►

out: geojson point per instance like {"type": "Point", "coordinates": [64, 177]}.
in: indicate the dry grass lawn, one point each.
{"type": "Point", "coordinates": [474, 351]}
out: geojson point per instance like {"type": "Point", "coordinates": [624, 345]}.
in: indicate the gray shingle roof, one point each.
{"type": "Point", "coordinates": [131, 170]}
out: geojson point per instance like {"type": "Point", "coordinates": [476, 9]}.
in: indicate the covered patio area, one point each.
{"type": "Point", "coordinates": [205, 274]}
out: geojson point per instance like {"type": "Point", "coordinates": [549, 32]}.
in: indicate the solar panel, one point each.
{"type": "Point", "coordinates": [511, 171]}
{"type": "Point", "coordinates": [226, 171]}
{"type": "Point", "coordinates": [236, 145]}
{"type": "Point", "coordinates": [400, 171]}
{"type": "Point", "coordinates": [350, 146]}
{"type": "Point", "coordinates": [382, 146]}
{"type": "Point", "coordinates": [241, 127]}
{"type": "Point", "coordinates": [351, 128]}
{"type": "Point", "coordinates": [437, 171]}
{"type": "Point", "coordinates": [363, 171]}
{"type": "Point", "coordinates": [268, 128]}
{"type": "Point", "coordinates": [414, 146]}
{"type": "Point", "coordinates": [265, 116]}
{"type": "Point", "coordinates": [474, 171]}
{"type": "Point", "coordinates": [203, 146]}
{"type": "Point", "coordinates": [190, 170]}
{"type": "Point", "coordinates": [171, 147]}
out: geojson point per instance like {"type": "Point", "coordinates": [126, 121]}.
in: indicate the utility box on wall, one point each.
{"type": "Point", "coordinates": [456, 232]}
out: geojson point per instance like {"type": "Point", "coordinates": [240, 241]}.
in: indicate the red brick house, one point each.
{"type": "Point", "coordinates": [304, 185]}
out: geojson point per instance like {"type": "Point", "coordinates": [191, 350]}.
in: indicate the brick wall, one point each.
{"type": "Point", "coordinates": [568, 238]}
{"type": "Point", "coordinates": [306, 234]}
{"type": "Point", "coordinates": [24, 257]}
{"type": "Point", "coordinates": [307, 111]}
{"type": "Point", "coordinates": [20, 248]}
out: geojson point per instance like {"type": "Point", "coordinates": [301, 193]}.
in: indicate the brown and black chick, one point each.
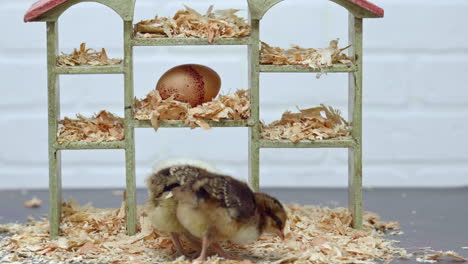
{"type": "Point", "coordinates": [217, 208]}
{"type": "Point", "coordinates": [161, 206]}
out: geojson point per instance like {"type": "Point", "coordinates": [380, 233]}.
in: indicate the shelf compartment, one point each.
{"type": "Point", "coordinates": [330, 143]}
{"type": "Point", "coordinates": [91, 145]}
{"type": "Point", "coordinates": [188, 41]}
{"type": "Point", "coordinates": [85, 69]}
{"type": "Point", "coordinates": [302, 68]}
{"type": "Point", "coordinates": [181, 123]}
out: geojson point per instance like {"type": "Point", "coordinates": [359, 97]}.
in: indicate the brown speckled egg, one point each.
{"type": "Point", "coordinates": [190, 83]}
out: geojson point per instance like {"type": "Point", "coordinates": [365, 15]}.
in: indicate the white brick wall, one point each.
{"type": "Point", "coordinates": [415, 95]}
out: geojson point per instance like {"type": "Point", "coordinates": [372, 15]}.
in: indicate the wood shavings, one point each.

◄

Exercise prompt -> If an entry contains a picture, omit it; restate everything else word for word.

Solution to this exercise ->
out: geojson point per instance like {"type": "Point", "coordinates": [64, 177]}.
in: indicate the dry grass lawn, one point each.
{"type": "Point", "coordinates": [474, 351]}
out: geojson point per instance like {"type": "Point", "coordinates": [624, 345]}.
in: indicate the gray shingle roof, one point each.
{"type": "Point", "coordinates": [131, 170]}
out: geojson point per instance like {"type": "Point", "coordinates": [476, 9]}.
in: indicate the covered patio area, one point each.
{"type": "Point", "coordinates": [205, 274]}
out: geojson point per instance like {"type": "Point", "coordinates": [549, 32]}.
in: indicate the solar panel, one point each.
{"type": "Point", "coordinates": [511, 171]}
{"type": "Point", "coordinates": [226, 171]}
{"type": "Point", "coordinates": [236, 145]}
{"type": "Point", "coordinates": [400, 171]}
{"type": "Point", "coordinates": [350, 146]}
{"type": "Point", "coordinates": [382, 146]}
{"type": "Point", "coordinates": [241, 127]}
{"type": "Point", "coordinates": [351, 128]}
{"type": "Point", "coordinates": [437, 171]}
{"type": "Point", "coordinates": [363, 171]}
{"type": "Point", "coordinates": [268, 128]}
{"type": "Point", "coordinates": [414, 146]}
{"type": "Point", "coordinates": [265, 116]}
{"type": "Point", "coordinates": [474, 171]}
{"type": "Point", "coordinates": [203, 146]}
{"type": "Point", "coordinates": [190, 170]}
{"type": "Point", "coordinates": [171, 147]}
out: geojson point per instance like {"type": "Point", "coordinates": [126, 121]}.
in: indicate the utility box on wall, one point each.
{"type": "Point", "coordinates": [456, 232]}
out: geojson point per instance like {"type": "Point", "coordinates": [240, 241]}.
in: indicate the red brick house, one point each.
{"type": "Point", "coordinates": [304, 185]}
out: geojson point per instance like {"type": "Point", "coordinates": [191, 350]}.
in: indicate the brick wall, one point each.
{"type": "Point", "coordinates": [568, 238]}
{"type": "Point", "coordinates": [306, 234]}
{"type": "Point", "coordinates": [24, 257]}
{"type": "Point", "coordinates": [307, 111]}
{"type": "Point", "coordinates": [20, 248]}
out: geojson point per instance like {"type": "Point", "coordinates": [301, 193]}.
in: indicate the brown and black chick, one point each.
{"type": "Point", "coordinates": [217, 208]}
{"type": "Point", "coordinates": [161, 206]}
out: geojson point per instance like {"type": "Point", "coordinates": [380, 233]}.
in: indicate the shelf compartment, one point each.
{"type": "Point", "coordinates": [330, 143]}
{"type": "Point", "coordinates": [91, 145]}
{"type": "Point", "coordinates": [188, 41]}
{"type": "Point", "coordinates": [85, 69]}
{"type": "Point", "coordinates": [302, 68]}
{"type": "Point", "coordinates": [181, 123]}
out: geojson point per instance like {"type": "Point", "coordinates": [359, 97]}.
in: indicate the brown speckled egg, one point each.
{"type": "Point", "coordinates": [190, 83]}
out: geojson point per instance like {"type": "Point", "coordinates": [365, 15]}.
in: indicate the white brick wall, one point each.
{"type": "Point", "coordinates": [415, 95]}
out: geojson point per instance like {"type": "Point", "coordinates": [372, 15]}.
in: indicate the wood shavings, one point each.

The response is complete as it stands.